§ Teks Kutipan
Pendahuluan
Pada era modern umat Muslim dilanda permasalahan serius dengan hadirnya sosok-sosok yang mempertanyakan otentisitas hadis Rasulullah. Pada abad ini pula muncul beberapa dorongan dari Barat yang menuntut orang Islam untuk melakukan sebuah reformasi dan pengkajian ulang terhadap apa saja yang berkaitan dengan Rasulullah, seperti status hukum maupun hadis. Kritik hadis (naqd al-hadits atau uji otentisitas hadis) dapat dipahami sebagai suatu aktivitas penelitian kualitas pada hadis.[1] Dengan adanya tuntutan tersebut, maka secara khusus umat muslim berusaha mengkaji ulang sebuah teks hadis untuk menghilangkan tekanan atau tuduhan-tuduhan negatif yang diberikan Barat terhadap islam dan hadis khususnya. Menurut Brown, salah satu aspek yang menjadi perhatian orang Islam pada masa itu ialah adanya kaum misionaris Kristen yang mempengaruhi cara pandang kaum Muslimin terhadap hadis/sunnah.[2] Akan tetapi di sisi lain lahir pula kaum orientalis yang mulai bersikap kritis terhadap keberadaan hadis secara khusus.
Pembahasan
Brown menerangkan dan mengelompokkan perkembangan pemikiran dan
kajian hadis yang dilakukan umat Islam pada abad ini menjadi empat periode:[3]
Periode pertama, yaitu periode gerakan reformasi abad ke-18
M. Pada abad ini ada sebuah pertentangan pemahaman antara kaum tradisionalis
dan modernis. Para ulama tradisionalis memandang bahwasanya hadis/sunnah
merupakan basis utama hukum Islam, akan tetapi sebagian orang memandangnya
secara tidak benar, hingga melahirkan beberapa pemahaman yang salah terkait
hadis/sunnah. Dengan adanya sebuah reformasi, maka kesalahan-kesalahan
pemahaman dapat teratasi. Pada periode ini terdapat kesalahan dalam menyikapi
sebuah hadis/sunnah yang disebabkan oleh munculnya perkara bid’ah dan taklid
yang berkaitan dengan ajaran Islam dan hukum klasik. Hal ini menuntut kaum Muslimin
untuk meninjau dan membandingkan pemahaman yang ada dengan hadis maupun
al-Qur’an , agar pemahaman terhadap ajaran nabi kembali murni.

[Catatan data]
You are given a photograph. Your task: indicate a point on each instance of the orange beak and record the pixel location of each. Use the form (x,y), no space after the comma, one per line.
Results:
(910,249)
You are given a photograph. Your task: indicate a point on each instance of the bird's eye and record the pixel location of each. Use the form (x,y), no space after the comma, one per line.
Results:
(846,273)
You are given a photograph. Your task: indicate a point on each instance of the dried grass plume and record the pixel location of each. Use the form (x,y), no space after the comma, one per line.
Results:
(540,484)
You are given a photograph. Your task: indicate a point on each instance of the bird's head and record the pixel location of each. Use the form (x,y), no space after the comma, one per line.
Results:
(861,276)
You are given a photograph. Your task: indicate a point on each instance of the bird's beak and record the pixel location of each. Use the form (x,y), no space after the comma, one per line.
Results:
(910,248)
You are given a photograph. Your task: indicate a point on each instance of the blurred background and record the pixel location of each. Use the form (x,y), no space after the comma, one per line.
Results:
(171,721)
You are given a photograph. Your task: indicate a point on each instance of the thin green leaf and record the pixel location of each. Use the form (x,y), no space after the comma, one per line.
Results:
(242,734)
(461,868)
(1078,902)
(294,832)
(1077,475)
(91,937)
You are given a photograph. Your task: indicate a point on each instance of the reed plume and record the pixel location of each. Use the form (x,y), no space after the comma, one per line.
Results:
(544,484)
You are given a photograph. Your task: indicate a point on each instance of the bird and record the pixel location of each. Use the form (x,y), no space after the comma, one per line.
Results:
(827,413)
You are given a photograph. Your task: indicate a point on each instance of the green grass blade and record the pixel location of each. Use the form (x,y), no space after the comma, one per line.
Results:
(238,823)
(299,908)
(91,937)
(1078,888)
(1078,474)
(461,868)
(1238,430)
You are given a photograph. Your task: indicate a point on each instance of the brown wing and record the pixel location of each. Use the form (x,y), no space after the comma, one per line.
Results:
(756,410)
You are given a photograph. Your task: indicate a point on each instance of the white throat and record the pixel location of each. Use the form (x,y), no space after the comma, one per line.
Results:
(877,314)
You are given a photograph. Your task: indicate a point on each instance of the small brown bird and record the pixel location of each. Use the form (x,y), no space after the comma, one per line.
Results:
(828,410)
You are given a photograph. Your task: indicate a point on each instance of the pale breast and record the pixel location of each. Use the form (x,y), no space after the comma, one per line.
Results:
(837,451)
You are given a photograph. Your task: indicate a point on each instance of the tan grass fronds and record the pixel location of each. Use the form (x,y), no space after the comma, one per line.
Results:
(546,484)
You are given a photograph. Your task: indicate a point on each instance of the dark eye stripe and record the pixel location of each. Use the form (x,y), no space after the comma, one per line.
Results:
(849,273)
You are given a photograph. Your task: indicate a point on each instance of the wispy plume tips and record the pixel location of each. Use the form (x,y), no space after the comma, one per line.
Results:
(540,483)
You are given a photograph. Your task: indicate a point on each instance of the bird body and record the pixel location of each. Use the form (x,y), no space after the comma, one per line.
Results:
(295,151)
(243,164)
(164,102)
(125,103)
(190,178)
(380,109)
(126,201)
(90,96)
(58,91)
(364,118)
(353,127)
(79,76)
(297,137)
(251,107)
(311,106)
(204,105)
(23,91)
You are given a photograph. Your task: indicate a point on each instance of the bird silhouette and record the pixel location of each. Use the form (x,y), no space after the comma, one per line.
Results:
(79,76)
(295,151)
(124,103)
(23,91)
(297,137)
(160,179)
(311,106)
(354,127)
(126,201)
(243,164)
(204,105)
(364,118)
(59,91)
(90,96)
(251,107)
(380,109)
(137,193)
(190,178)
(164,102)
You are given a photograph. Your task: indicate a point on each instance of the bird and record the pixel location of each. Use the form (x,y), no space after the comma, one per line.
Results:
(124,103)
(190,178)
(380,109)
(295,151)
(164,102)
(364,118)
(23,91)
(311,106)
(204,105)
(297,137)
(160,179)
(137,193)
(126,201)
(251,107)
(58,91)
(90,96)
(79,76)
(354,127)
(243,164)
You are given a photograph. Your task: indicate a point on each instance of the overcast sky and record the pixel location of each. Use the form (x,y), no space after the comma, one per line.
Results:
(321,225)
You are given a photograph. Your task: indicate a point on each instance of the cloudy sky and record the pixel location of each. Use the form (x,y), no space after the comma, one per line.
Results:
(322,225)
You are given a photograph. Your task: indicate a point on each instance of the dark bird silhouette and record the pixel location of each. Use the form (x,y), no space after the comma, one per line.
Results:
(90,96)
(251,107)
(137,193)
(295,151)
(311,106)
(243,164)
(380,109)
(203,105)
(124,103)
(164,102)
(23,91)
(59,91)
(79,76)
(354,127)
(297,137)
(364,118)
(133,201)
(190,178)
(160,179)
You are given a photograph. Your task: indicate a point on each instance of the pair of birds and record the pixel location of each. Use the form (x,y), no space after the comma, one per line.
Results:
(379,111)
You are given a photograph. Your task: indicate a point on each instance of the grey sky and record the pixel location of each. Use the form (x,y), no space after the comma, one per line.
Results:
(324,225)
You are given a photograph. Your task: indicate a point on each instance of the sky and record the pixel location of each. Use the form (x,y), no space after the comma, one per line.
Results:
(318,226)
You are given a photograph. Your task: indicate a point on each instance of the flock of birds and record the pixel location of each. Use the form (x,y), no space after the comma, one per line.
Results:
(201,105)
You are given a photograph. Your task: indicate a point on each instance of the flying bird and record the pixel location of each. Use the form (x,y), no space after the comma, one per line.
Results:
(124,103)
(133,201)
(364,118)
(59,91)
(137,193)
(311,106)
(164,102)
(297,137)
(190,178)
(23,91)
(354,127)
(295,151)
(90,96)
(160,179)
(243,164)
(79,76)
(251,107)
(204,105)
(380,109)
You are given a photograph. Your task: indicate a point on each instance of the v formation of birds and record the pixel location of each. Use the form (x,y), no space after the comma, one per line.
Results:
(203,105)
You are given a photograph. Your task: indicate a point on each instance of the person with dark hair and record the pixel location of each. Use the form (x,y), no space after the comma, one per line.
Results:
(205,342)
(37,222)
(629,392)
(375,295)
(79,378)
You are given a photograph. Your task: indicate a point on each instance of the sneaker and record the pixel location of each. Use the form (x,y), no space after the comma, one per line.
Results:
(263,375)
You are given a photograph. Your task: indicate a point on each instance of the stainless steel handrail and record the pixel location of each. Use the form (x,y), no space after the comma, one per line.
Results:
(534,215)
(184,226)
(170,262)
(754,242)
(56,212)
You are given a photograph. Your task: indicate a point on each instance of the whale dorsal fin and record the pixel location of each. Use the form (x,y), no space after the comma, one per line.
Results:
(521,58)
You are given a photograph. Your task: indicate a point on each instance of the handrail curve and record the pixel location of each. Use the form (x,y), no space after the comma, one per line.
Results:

§ Tujuan
Tolong lanjutkan teks tentang kajian hadis di era modern, dimulai setelah kalimat terakhirnya. Baris-baris data tersebut tidak diperlukan.

§ Hasil Tugas
Periode kedua, yaitu reformasi berbasis hadis pada abad
ke-19. Pada abad ini sebuah upaya pemahaman atau taklid hadis menjadi sebuah
kajian yang bersifat reformasi atau mengolaborasikan antara pemahaman taklid
Syah Waliyullah dan al-Syaukani. Akan tetapi tidak jarang pemahaman dan usaha
yang dilakukan pada masa itu terkhususnya bagi ahli hadis menjadikan sebuah
pemahaman yang lebih ekstrim.[4]
Terlebih lagi dengan adanya sebuah upaya kolaborasi mazhab klasik dan mazhab
al-Zuhairi. Sebagian mereka memandang bahwasanya tradisi keilmuan islam klasik
merupakan sebuah hal yang kuno kecuali keilmuan atau sunnah-sunnah yang
dipandang shahih dan terpelihara. Pandangan lainnya muncul dengan adanya sebuah
argumentasi bahwa seorang ahli hadis haruslah ia yang tsiqah, akhlaknya
terpuji dan suci, karena mereka pada dasarnya merupakan orang yang berperan
penting dalam mencontoh tingkah laku Rasulullah. Selain itu, pada abad ini
melahirkan sebuah pemahaman baru yang ditandai dengan hadirnya sekelompok orang
yang memandang bahwa sebuah kemurnian pemahaman hadis hanya dapat dicapai
melalui pemahaman Al-Qur’an dan hadis secara langsung. Hal ini disebabkan
mereka berpendapat bahwasanya orisinalitas agama Islam hanya akan tercapai
kembali dengan kembali ke-keduanya (Al-Qur’an dan hadis).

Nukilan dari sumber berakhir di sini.